====== WORKING DATA ======
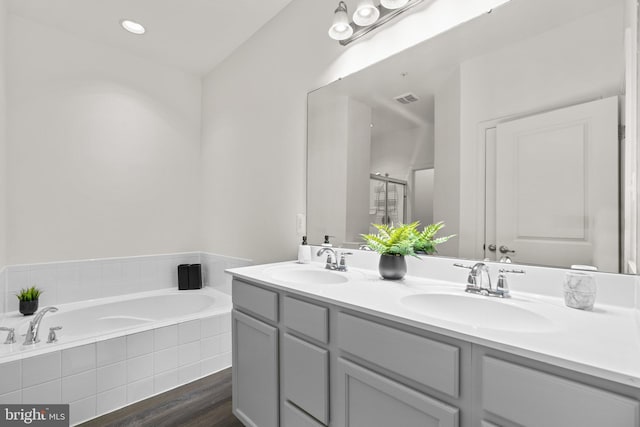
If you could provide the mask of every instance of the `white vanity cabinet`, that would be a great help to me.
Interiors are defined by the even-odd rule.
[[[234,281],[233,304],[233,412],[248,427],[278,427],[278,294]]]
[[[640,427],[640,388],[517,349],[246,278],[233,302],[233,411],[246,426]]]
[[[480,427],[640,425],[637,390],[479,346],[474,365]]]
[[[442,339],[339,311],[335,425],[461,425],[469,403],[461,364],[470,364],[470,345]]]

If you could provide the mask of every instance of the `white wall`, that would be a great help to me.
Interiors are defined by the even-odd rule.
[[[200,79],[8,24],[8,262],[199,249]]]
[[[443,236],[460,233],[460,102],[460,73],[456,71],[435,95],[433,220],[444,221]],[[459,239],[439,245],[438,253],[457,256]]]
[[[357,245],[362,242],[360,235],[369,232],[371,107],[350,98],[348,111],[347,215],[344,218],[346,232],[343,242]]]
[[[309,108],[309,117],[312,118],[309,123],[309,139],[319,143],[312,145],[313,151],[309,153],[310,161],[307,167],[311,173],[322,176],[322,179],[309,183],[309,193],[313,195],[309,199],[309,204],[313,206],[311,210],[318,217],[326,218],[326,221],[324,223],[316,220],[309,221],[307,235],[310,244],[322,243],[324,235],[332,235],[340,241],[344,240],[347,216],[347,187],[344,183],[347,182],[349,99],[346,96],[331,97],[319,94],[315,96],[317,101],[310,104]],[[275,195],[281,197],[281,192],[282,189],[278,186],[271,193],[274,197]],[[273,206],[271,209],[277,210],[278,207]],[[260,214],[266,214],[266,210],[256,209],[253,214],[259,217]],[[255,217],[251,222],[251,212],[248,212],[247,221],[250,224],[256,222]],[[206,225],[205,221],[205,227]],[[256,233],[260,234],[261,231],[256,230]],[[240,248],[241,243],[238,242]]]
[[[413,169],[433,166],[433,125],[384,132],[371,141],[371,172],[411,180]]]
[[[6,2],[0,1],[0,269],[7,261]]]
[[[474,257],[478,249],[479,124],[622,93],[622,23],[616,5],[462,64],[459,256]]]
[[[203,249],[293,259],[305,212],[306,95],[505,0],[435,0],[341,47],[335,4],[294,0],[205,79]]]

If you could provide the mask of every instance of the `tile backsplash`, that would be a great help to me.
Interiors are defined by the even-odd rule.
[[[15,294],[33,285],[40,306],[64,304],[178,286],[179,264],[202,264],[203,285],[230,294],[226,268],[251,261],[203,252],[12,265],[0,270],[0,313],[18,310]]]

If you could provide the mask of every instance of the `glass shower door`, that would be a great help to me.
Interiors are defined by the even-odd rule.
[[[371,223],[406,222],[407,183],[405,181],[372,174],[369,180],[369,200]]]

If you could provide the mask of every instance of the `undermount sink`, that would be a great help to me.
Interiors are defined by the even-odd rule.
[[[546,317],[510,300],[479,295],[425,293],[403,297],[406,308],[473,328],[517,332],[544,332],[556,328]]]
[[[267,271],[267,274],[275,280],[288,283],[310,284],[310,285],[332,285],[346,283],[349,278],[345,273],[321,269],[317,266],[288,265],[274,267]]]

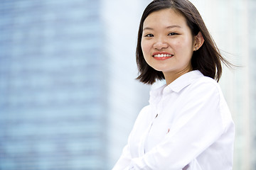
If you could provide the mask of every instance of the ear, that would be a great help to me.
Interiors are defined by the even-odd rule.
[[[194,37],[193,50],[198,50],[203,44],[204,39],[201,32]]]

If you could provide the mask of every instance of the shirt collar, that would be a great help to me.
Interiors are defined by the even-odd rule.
======
AIM OF THE TASK
Copy everything in the records above except the pictures, exactly as written.

RESPONSE TO THE TASK
If you could provide the mask of every instance of the `white vanity cabinet`, that would be a great help to me.
Interiors are defined by the even-odd rule.
[[[234,281],[233,304],[233,412],[248,427],[278,427],[278,294]]]
[[[640,427],[640,388],[517,349],[246,278],[233,302],[233,411],[246,426]]]
[[[480,427],[640,425],[637,390],[479,346],[474,365]]]
[[[442,339],[339,311],[335,425],[461,425],[469,403],[461,364],[470,364],[470,345]]]

If you could provide the mask of every instance of the `white wall`, that would be a great help to me.
Interiors are defined by the even-odd rule.
[[[200,79],[8,24],[8,262],[199,249]]]
[[[443,236],[460,233],[460,102],[460,73],[456,71],[435,95],[433,220],[444,221]],[[459,239],[439,245],[438,253],[457,256]]]
[[[357,245],[362,242],[360,235],[369,232],[371,107],[350,98],[348,111],[347,215],[344,218],[346,232],[343,242]]]
[[[309,108],[309,117],[312,118],[309,123],[309,139],[319,143],[312,145],[313,151],[309,153],[310,161],[307,167],[311,173],[322,176],[322,179],[309,183],[309,193],[313,195],[309,199],[309,204],[313,206],[311,210],[318,217],[326,218],[326,221],[324,223],[316,220],[309,221],[307,235],[310,244],[322,243],[324,235],[332,235],[340,241],[344,240],[347,216],[347,187],[344,183],[347,182],[349,99],[346,96],[331,97],[319,94],[315,96],[317,101],[310,104]],[[275,195],[281,197],[281,192],[282,189],[278,186],[271,193],[274,197]],[[273,206],[271,209],[277,210],[278,207]],[[260,214],[266,214],[266,210],[256,209],[253,214],[259,217]],[[255,217],[251,222],[251,212],[248,212],[247,221],[250,224],[256,222]],[[206,225],[205,221],[205,227]],[[256,233],[260,234],[261,231],[256,230]],[[240,248],[241,243],[238,242]]]
[[[413,169],[433,166],[433,125],[384,132],[371,141],[371,172],[411,180]]]
[[[6,2],[0,1],[0,269],[7,261]]]
[[[474,257],[478,249],[479,124],[622,93],[622,23],[616,5],[462,64],[459,256]]]
[[[203,249],[293,259],[305,212],[306,95],[505,0],[435,0],[341,47],[335,4],[294,0],[205,79]]]

If you could provide the mask of every instance of the `tile backsplash`, that would be a great help to me.
Interiors are defined by the even-odd rule.
[[[15,294],[33,285],[40,306],[64,304],[178,286],[179,264],[202,264],[203,285],[230,294],[226,268],[251,261],[203,252],[12,265],[0,270],[0,313],[18,310]]]

If you could provide the mask of every instance of the `glass shower door`, that would be a great help to me.
Interiors are defined by the even-odd rule.
[[[371,223],[406,222],[407,183],[405,181],[372,174],[369,180],[369,200]]]

If you could provide the mask of every instance of the `undermount sink`, that would be a great help to me.
Interiors are defined by the even-odd rule.
[[[546,317],[510,300],[479,295],[425,293],[403,297],[406,308],[473,328],[517,332],[544,332],[556,328]]]
[[[267,271],[267,274],[275,280],[288,283],[310,284],[310,285],[332,285],[346,283],[349,278],[345,273],[321,269],[317,266],[288,265],[274,267]]]

If you could provide the mask of every instance of the ear, that would be a great help to me.
Interiors are defined by the even-odd rule.
[[[194,37],[193,50],[198,50],[203,44],[204,39],[201,32]]]

If you could provide the mask of every instance of the shirt collar, that would be a great help to me.
Interiors are defined by the even-odd rule.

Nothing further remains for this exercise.